> **Task prompt**: The entries are to be reproduced verbatim, with all pictures omitted.

> **Given data**:
◆ ◆ ◆ ◆ ◆

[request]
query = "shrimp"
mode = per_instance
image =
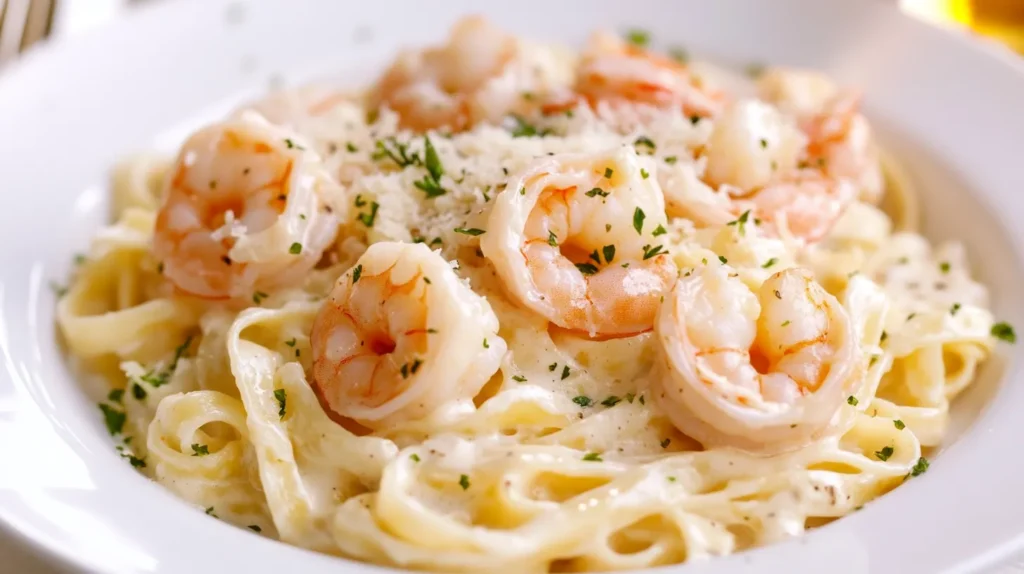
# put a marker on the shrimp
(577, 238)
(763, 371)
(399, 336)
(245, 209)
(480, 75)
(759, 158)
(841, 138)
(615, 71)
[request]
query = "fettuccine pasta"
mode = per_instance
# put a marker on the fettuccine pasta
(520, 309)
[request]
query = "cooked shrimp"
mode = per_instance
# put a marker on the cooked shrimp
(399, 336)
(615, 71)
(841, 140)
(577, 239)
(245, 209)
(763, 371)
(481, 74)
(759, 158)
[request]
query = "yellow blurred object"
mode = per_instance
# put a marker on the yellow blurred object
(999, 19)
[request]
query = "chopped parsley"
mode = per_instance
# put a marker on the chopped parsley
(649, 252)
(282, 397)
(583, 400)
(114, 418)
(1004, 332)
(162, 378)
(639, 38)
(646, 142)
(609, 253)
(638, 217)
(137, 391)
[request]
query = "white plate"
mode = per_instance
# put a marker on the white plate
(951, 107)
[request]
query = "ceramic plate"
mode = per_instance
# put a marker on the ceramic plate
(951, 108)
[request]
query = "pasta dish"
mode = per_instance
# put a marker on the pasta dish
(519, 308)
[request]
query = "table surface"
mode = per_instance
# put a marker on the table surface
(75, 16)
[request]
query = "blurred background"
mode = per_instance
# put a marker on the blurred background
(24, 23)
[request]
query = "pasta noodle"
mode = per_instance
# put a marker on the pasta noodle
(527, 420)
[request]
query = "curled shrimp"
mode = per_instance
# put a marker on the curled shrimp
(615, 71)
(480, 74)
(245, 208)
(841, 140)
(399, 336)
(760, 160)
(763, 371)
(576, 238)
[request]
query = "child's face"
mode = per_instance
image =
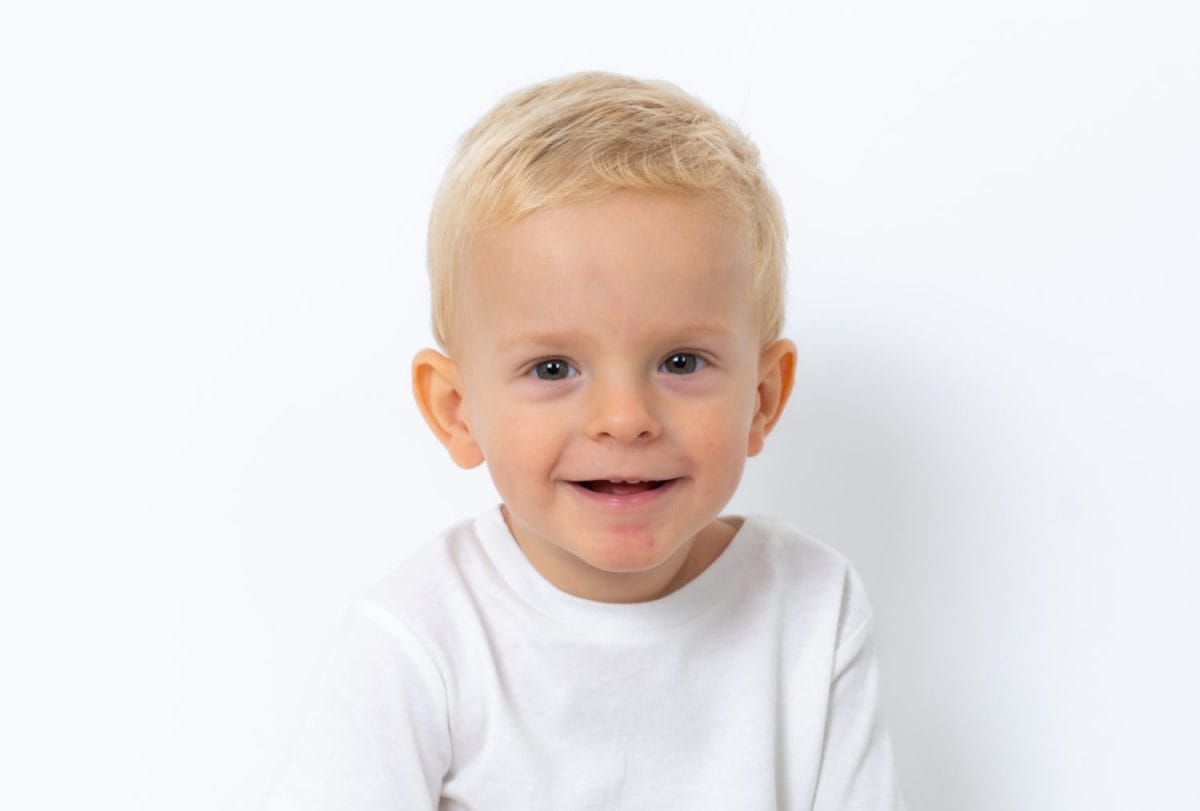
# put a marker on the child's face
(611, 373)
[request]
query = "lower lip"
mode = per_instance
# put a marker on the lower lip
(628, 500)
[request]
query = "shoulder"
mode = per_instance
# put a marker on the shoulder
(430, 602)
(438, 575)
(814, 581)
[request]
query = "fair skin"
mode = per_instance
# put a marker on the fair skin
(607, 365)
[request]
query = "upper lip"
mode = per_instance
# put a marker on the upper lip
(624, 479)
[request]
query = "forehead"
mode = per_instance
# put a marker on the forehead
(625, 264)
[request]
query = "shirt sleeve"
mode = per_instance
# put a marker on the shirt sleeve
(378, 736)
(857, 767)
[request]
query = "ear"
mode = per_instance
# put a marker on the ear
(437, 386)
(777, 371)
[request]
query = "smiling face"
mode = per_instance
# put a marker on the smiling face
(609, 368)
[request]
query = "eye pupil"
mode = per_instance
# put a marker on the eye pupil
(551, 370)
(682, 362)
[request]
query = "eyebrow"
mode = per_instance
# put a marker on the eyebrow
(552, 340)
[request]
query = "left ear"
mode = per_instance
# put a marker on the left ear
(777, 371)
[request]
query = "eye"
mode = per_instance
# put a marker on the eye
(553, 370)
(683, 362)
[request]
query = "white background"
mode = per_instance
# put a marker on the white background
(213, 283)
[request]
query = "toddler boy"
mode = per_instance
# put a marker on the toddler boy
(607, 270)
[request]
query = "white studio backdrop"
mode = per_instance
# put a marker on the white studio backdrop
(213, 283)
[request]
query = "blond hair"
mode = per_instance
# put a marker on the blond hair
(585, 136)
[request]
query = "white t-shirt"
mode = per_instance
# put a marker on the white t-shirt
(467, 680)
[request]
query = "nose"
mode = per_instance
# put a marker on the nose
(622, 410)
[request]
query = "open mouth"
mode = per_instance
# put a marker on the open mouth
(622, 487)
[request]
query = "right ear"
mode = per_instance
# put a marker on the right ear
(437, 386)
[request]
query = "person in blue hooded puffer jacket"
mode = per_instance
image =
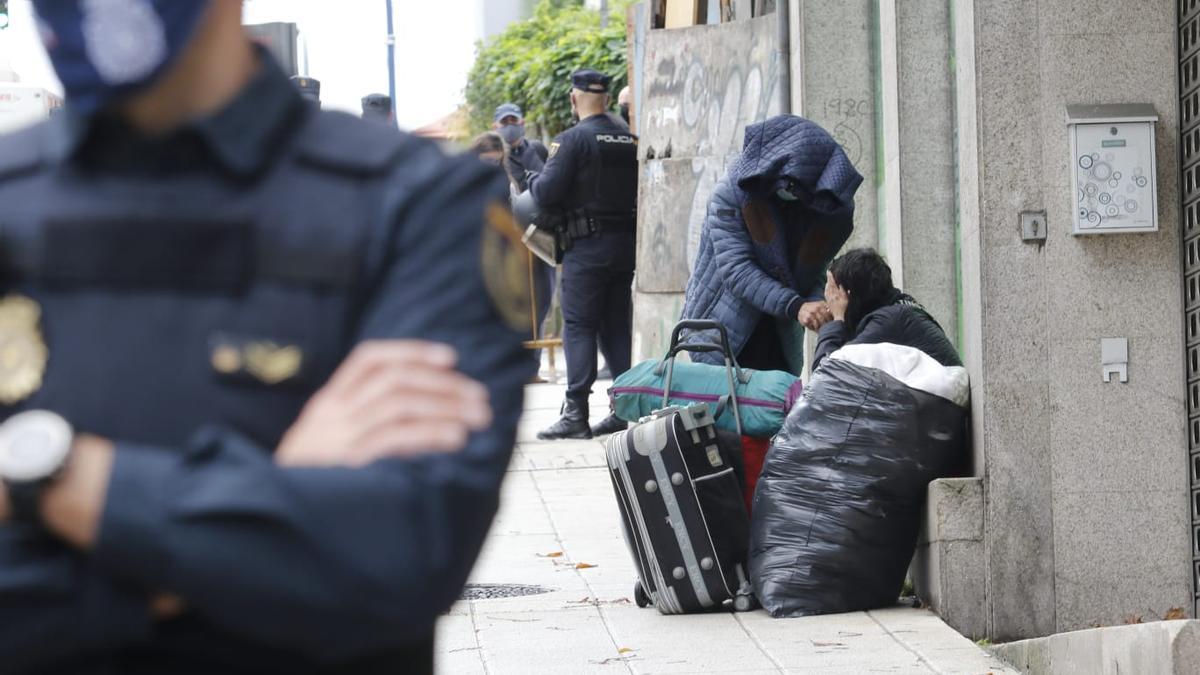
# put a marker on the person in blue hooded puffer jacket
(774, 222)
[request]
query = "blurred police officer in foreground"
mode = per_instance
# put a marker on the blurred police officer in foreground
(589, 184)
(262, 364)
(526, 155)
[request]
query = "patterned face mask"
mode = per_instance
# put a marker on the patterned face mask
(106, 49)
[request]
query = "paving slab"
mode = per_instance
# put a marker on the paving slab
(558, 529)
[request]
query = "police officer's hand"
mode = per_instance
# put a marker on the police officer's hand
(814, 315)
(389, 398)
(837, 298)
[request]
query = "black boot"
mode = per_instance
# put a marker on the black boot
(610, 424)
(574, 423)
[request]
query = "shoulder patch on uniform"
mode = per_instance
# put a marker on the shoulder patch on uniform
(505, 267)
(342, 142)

◆ ◆ ◆ ◆ ◆

> **Answer**:
[request]
query = "shrimp"
mode = per_instance
image =
# put a marker on the shrimp
(577, 238)
(763, 371)
(399, 336)
(245, 209)
(480, 75)
(759, 158)
(841, 138)
(615, 71)
[request]
query = "fettuccine pasta"
mode = per_instance
# put a marker on the fettuccine pasta
(520, 309)
[request]
query = "cooked shrimp"
mode = per_instance
# put a marker on the cooked shrimp
(399, 336)
(615, 71)
(841, 140)
(577, 239)
(245, 209)
(763, 371)
(481, 74)
(759, 158)
[request]
query = "yellow blurred object"
mode = per_instance
# put a marker on the yellow blurred object
(999, 19)
[request]
query = "chopped parsley"
mode = per_instance
# put a marker on the chopped parsley
(649, 252)
(282, 397)
(583, 400)
(114, 418)
(1004, 332)
(162, 378)
(639, 38)
(646, 142)
(609, 253)
(638, 217)
(137, 391)
[request]
query = "white plate"
mode = per_instance
# put a marker on the white plate
(951, 107)
[request]
query = "ceramic plate"
mode = per_instance
# put a marker on the ceramic plate
(951, 108)
[request]
query = "pasta dish"
mode = per_instance
# put a marker on the pasta dish
(519, 308)
[request]
query = "table surface"
mode = per_instance
# put a marker on the table surface
(75, 16)
[request]
query = "blurred background"
mode = per_instance
# put a marker on the blurred background
(24, 23)
[request]
query = "pasta noodle"
mode = per_instance
# put a marker on the pasta noodle
(527, 420)
[request]
query = "curled shrimp"
mode = per_instance
# put a marker on the curled shrimp
(615, 71)
(480, 74)
(245, 208)
(841, 140)
(399, 336)
(760, 160)
(763, 371)
(576, 238)
[request]
query = "child's face"
mode = per_instance
image =
# put a marker on the child's face
(611, 373)
[request]
query = "lower lip"
mode = per_instance
# put a marker on the lower lip
(628, 500)
[request]
query = "shoulder"
mode = per_instance
# put a marker on the shoulder
(430, 602)
(438, 575)
(814, 581)
[request]
query = "fair skin"
mode = per_instance
# put a marker on the fair skin
(607, 365)
[request]
query = "upper lip"
mode = per_instance
# put a marker on the upper lip
(624, 479)
[request]
query = "forehead"
mode = per_instance
# put a marker on the forehead
(625, 264)
[request]
query = "shirt sleeve"
mode = per_instance
# put a marker on the shirt sleeve
(378, 736)
(857, 767)
[request]
query = "ear"
mode = per_instance
# put a marker on the ear
(437, 386)
(777, 371)
[request]
query = "smiling face"
mode = per_instance
# put a marker on the smiling face
(609, 368)
[request]
query = "eye pupil"
mode = per_instance
# put a marker on the eye pupil
(551, 370)
(682, 362)
[request]
query = "eyebrow"
mode = per_instance
# put a marker on the eyebrow
(552, 340)
[request]
query = "left ear"
mode = per_instance
# put a marker on the left ear
(777, 371)
[request]
query = "eye"
mode = per_instance
# put a marker on the eye
(553, 370)
(683, 362)
[request]
query = "white background"
mode = per_instance
# put a marker on the white background
(213, 283)
[request]
query = "toddler boy"
mode = per_instance
# put a marker on the toddler boy
(607, 270)
[request]
query = "white studio backdrop"
mode = per_instance
# put a marker on the white studio backdrop
(213, 283)
[request]
query = "blond hair"
mode = per_instance
# put a marker on the blond hair
(585, 136)
[request]
query = "white t-shirt"
mode = per_instance
# put a marker on the white t-shirt
(467, 680)
[request]
query = "nose"
mode = per_instance
# put a marker on the nose
(622, 410)
[request]
query = "open mouth"
mode = per_instance
# put a marker on the open mouth
(622, 487)
[request]
query = "right ear"
mode = per_instance
# put a marker on the right ear
(437, 386)
[request]
query = "person in blue hooded puffer jacket"
mode = per_instance
image =
# put a marker on the person in blue hooded puffer jacket
(774, 222)
[request]
query = "blurred police officer in foreground"
mode = per_instance
# put a marker on the blurred police officer in foreground
(589, 184)
(262, 364)
(526, 155)
[request]
query = "patterned face mask"
mode = per_instance
# put a marker on the patterned face mask
(106, 49)
[request]
query = "paving slab"
mode = per_instance
# put a marker on the paving slab
(558, 529)
[request]
query = "police officer's hand"
mode = per_instance
# put a marker on the police officer's hand
(814, 315)
(389, 398)
(837, 298)
[request]
query = "black boot"
mode = per_instance
# put a marker on the black boot
(610, 424)
(574, 423)
[request]
query = "shoulder patch on uniform"
mode = per_instance
# put a marker on the shoulder patch on uniform
(505, 267)
(342, 142)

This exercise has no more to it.